SELECTED PASSAGE:
=== Begin Enclosure ===

The Myth of Montreal’s Bilingual Hospitals
Dying generally sucks, but you do get a few perks: things like a 24h VIP direct line to a nurse you can call when weird things start happening to your mother’s cancer-ridden body.
The thing is, at night the system is rigged up so that you have to go through the Montreal General Hospital’s internal operator to get to the nurse. Not the public operator used to communicating with the taxpaying public. The internal switchboard lady.
Dispatch. What service?
This being one of Montreal’s « bilingual » hospital, in-house communications are in English. It takes a few seconds for the operator to switch gears into French and a little bit longer for her to figure out French acronyms and terminology.
Selles? Selles? Shit! What are selles?
Eventually I get the nurse on the phone. The situation I’m describing is kind of gross and she recommends I take my mom to the emergency.
My mother used to be a patient of the Montreal Neurological Hospital’s Docteur Olivier, the French-speaking successor to the legendary Dr. Wilder Penfield who revolutionized brain science, and the living proof that Montreal’s English hospitals are, according to the Montreal Gazette, nothing but a « mischievous myth ».

=== End Enclosure ===

WORK TASK:
Update the passage about Montreal's bilingual hospitals, from the words "The Myth of" through "mother’s cancer-ridden body.", and write it out again with "nurse" changed to "doctor".

DATA SUPPLIED:

=== Begin Enclosure ===

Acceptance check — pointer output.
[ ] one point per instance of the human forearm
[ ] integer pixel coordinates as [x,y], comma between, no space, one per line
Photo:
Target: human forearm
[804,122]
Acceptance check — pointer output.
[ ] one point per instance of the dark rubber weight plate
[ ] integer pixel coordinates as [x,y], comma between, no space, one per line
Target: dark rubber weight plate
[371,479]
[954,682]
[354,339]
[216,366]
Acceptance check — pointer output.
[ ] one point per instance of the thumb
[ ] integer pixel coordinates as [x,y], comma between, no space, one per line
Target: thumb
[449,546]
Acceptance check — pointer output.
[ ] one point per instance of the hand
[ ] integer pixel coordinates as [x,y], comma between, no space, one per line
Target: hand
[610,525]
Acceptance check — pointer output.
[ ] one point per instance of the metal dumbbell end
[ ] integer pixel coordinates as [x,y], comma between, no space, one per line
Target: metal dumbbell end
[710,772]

=== End Enclosure ===

FINISHED EXERCISE:
The Myth of Montreal’s Bilingual Hospitals
Dying generally sucks, but you do get a few perks: things like a 24h VIP direct line to a doctor you can call when weird things start happening to your mother’s cancer-ridden body.